■ The task
Could you reproduce the parliamentary excerpt on the NDIS amendment bill word for word, from its title line through its last sentence?

■ Source text
National Disability Insurance Scheme Amendment (Securing the NDIS for Future Generations) Bill 2026
Dr RYAN (Kooyong) (13:19): I move amendment (11) on sheet 1, as circulated in my name: (11) Schedule 1, item 92, page 36 (after line 12), after subsection 25A(3), insert: (3A) A person is not required to undertake treatment that is: (a) unreasonably inaccessible or unavailable; or (b) not clinically appropriate; or (c) associated with unreasonable risk. Among the most concerning provisions in this bill is the new definition of 'permanent' disability for eligibility purposes.
Under the bill, an impairment will only be considered permanent—and therefore make the applicant eligible for NDIS support—if all appropriate treatment options have been exhausted; no further treatment is likely to materially improve, reverse or alleviate the impairment; and the impairment is likely to persist for a lifetime. Applicants must have tried all treatments commonly available in Australia, regardless of whether or not they can afford them or whether the treatments are accessible where they live.
Persons in rural and regional Australia might not be able to access specialist treatment that is theoretically available in a capital city. The House Standing Committee on Health, Aged Care and Disability is looking into this issue at this very time. A person with limited income may not be able to afford treatments.

■ Dataset extract
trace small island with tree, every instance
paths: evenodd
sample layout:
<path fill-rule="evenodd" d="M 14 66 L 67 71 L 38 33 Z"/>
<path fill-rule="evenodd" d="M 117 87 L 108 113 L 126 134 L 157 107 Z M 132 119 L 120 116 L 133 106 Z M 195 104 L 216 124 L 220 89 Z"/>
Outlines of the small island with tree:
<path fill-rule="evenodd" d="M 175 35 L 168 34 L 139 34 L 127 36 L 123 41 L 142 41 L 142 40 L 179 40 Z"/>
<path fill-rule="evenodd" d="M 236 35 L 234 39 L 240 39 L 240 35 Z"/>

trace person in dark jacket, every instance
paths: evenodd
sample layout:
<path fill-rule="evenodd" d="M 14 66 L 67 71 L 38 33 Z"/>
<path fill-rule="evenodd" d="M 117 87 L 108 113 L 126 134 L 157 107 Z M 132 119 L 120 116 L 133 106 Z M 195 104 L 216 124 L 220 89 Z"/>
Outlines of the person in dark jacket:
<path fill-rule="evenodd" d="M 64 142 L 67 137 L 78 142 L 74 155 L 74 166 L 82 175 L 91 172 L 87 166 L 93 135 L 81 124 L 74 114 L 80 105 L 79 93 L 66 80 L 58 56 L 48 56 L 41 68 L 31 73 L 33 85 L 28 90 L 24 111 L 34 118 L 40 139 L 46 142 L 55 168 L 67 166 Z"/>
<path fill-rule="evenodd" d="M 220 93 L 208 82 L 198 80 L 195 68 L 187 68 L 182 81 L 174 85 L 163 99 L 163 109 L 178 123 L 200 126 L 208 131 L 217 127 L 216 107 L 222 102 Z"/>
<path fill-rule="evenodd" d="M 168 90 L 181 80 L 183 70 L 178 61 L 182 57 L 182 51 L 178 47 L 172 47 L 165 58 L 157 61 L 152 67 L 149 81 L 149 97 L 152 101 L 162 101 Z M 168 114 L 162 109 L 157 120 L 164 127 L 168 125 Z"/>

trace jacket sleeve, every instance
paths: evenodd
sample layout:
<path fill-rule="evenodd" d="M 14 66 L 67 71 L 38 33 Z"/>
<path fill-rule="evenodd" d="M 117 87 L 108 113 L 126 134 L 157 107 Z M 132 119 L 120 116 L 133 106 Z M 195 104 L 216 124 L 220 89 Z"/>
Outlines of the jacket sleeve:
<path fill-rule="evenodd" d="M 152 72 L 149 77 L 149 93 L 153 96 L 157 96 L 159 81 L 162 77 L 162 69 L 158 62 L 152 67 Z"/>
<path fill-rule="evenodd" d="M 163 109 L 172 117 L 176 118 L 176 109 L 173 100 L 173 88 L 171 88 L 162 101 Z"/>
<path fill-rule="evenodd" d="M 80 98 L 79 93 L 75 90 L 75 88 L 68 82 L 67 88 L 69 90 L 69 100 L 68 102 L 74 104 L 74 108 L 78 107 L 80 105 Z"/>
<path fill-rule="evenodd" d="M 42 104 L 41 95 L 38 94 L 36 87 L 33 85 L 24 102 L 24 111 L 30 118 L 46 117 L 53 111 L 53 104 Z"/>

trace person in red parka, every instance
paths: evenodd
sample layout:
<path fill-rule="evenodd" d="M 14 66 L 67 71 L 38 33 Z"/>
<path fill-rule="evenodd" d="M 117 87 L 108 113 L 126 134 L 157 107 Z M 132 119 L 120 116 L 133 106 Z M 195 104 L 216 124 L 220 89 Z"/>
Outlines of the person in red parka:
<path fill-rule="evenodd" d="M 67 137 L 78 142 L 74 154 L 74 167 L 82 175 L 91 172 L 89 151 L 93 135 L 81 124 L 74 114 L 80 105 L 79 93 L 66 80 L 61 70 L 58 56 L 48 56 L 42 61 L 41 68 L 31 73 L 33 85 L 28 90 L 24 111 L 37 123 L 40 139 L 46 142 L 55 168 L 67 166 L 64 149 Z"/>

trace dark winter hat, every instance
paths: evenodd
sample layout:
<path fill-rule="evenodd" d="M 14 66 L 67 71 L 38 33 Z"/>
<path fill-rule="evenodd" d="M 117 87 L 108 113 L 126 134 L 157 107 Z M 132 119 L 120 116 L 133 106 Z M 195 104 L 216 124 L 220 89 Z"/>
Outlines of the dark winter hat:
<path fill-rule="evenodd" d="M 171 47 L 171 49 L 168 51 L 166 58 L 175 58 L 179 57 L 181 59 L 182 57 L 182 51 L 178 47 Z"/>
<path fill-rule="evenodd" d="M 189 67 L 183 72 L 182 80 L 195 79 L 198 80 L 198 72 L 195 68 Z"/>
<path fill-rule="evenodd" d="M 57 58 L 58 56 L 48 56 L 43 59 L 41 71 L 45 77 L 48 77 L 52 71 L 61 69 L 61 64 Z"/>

■ Final answer
National Disability Insurance Scheme Amendment (Securing the NDIS for Future Generations) Bill 2026
Dr RYAN (Kooyong) (13:19): I move amendment (11) on sheet 1, as circulated in my name: (11) Schedule 1, item 92, page 36 (after line 12), after subsection 25A(3), insert: (3A) A person is not required to undertake treatment that is: (a) unreasonably inaccessible or unavailable; or (b) not clinically appropriate; or (c) associated with unreasonable risk. Among the most concerning provisions in this bill is the new definition of 'permanent' disability for eligibility purposes.
Under the bill, an impairment will only be considered permanent—and therefore make the applicant eligible for NDIS support—if all appropriate treatment options have been exhausted; no further treatment is likely to materially improve, reverse or alleviate the impairment; and the impairment is likely to persist for a lifetime. Applicants must have tried all treatments commonly available in Australia, regardless of whether or not they can afford them or whether the treatments are accessible where they live.
Persons in rural and regional Australia might not be able to access specialist treatment that is theoretically available in a capital city. The House Standing Committee on Health, Aged Care and Disability is looking into this issue at this very time. A person with limited income may not be able to afford treatments.